--- Task objective ---
Copy out the entries that follow, unchanged.

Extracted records
++++++++++
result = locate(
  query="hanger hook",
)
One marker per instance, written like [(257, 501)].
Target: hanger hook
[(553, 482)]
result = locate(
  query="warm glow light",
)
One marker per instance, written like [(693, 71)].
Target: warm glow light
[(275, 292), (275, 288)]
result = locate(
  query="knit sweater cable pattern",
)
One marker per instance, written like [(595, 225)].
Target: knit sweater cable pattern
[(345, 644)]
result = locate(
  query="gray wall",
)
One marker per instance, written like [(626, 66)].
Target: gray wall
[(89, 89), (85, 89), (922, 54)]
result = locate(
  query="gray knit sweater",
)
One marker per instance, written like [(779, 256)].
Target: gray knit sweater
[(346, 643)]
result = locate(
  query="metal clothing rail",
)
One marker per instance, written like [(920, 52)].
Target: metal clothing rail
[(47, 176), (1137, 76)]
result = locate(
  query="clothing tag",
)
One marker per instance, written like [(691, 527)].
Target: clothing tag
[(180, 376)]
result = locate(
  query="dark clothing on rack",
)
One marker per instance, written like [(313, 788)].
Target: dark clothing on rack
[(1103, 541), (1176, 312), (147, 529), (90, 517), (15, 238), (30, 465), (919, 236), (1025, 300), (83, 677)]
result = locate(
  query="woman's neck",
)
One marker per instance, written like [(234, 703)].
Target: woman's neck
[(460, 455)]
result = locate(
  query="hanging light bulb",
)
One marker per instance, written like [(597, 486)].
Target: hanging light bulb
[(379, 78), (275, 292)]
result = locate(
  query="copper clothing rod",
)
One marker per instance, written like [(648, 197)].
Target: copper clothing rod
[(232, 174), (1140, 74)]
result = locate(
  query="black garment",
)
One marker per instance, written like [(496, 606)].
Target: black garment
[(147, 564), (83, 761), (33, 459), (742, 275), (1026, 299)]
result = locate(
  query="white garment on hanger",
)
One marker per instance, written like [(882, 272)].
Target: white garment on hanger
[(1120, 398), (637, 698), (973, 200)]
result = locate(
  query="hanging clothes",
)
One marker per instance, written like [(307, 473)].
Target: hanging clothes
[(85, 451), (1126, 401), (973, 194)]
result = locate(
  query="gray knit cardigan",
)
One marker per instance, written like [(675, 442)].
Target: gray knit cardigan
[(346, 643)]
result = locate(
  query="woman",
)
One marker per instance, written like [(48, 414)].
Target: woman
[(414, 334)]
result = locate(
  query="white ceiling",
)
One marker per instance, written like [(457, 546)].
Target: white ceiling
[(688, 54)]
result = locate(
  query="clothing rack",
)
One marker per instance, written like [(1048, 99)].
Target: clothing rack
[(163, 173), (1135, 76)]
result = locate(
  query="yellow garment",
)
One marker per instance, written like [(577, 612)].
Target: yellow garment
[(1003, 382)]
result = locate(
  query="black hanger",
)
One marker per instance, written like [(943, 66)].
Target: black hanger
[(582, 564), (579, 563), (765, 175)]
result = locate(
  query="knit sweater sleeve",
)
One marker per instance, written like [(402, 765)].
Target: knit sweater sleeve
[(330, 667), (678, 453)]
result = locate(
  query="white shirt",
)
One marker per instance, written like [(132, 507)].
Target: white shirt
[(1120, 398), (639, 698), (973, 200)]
++++++++++
--- Answer box ---
result = locate(
  query="hanger hook",
)
One marker per instance, written like [(257, 501)].
Target: hanger hook
[(553, 482)]
result = locate(
  query="warm glow light",
)
One marker per instance, written like [(693, 71)].
Target: warm glow light
[(275, 292), (275, 288)]
result = locate(
  query="knit sweater cable pattern",
)
One marker per instance, written like [(595, 225)].
Target: knit sweater cable pattern
[(345, 644)]
result = locate(
  query="gray wall",
)
One marker per instance, written like [(626, 66)].
Target: gray wall
[(89, 89), (85, 89), (922, 54)]
result = locate(
  query="gray knit sweater",
)
One marker per instance, written like [(779, 256)].
Target: gray knit sweater
[(346, 643)]
result = locate(
  query="metal clothing rail",
)
One marker per instance, written like [(920, 52)].
Target: metal clothing rail
[(47, 176), (1137, 76)]
result = locate(
  query="clothing tag",
)
One marker per instance, written like [(691, 527)].
Target: clothing tag
[(180, 376)]
result = locate(
  query="dark clothing on rack",
)
One marker per instance, written like [(313, 788)].
Target: dark clothing on rack
[(1103, 541), (1176, 312), (147, 529), (90, 517), (15, 238), (30, 465), (919, 236), (1025, 300), (83, 677)]
result = locate(
  query="woman's neck",
)
One marker per instance, written like [(234, 703)].
Target: woman's neck
[(460, 455)]
result = locate(
  query="hanging light bulb",
)
One marker per instance, written like [(597, 486)].
Target: hanging light bulb
[(379, 78), (275, 292)]
result = locate(
  query="copper clothing rod",
)
One marker per instance, written like [(648, 197)].
Target: copper clothing rod
[(232, 174), (1140, 74)]
result = locate(
  query="black garment",
)
One marker per instance, written like [(496, 606)].
Target: black garment
[(147, 564), (83, 761), (33, 459), (742, 275), (1026, 299)]
result = locate(
  query="white garment on hanger",
)
One marker per instance, written like [(882, 272)].
Target: white garment on hanger
[(1120, 398), (637, 698), (973, 200)]
result = locate(
  query="hanging clothes",
)
One marker per instance, written like [(307, 473)].
Target: hanging clothes
[(85, 451), (1126, 401), (973, 194)]
result = locate(
  query="gray knit cardigan",
)
One marker per instance, written like [(675, 442)].
Target: gray knit cardigan
[(346, 643)]
result = locate(
  query="woman",
)
One marker per instance, written like [(48, 414)].
Target: woman
[(414, 334)]
result = locate(
  query="white ceiling",
)
One marker per instance, written like [(457, 546)].
Target: white ceiling
[(688, 54)]
result = locate(
  query="clothing rack",
)
One marker per instance, written like [(1048, 99)].
Target: clothing rack
[(163, 173), (1135, 76)]
result = locate(
  query="yellow garment",
)
One marker per instance, written like [(577, 612)].
Target: yellow garment
[(1003, 382)]
result = locate(
  query="black hanger",
)
One marker per instance, written like [(943, 66)].
Target: black hanger
[(582, 564), (579, 563), (765, 175)]
result = locate(
  query="knit sweater sleeve",
)
One marker per instance, written like [(402, 765)].
Target: knit sweater sleeve
[(330, 667), (678, 453)]
result = locate(
  query="white shirt",
)
One marker per instance, written like [(132, 507)].
Target: white shirt
[(1120, 398), (639, 698), (973, 200)]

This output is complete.